*WRITTEN REQUEST*: Pull out every line of the records below that contains the string "handle", treating uppercase and lowercase letters as different.
+ + +
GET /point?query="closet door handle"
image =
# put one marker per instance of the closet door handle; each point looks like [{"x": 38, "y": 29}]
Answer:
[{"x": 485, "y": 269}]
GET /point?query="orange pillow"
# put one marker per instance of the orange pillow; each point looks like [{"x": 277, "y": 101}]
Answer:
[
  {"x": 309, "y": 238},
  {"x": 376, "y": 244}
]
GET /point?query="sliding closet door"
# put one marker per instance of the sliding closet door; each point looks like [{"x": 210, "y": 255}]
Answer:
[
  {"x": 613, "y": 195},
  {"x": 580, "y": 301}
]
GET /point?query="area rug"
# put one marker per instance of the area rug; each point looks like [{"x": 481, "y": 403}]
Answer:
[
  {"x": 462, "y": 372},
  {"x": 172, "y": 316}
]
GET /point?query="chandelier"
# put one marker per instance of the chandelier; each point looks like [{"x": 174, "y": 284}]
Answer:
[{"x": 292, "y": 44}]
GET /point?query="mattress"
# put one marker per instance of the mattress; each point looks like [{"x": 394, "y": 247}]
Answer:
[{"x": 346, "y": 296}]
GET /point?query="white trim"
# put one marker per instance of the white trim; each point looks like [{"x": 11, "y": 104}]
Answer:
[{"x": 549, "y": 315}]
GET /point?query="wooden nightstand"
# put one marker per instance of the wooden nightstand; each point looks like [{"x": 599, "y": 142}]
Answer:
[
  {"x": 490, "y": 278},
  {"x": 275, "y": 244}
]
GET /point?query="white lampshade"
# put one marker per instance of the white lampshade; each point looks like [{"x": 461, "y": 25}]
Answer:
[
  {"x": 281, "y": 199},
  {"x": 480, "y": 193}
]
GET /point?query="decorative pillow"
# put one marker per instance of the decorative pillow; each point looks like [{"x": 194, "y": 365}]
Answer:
+ + +
*EXERCISE RESULT*:
GET /point?query="closet door handle"
# put one marker per instance of the closet door handle; each point looks like [{"x": 38, "y": 29}]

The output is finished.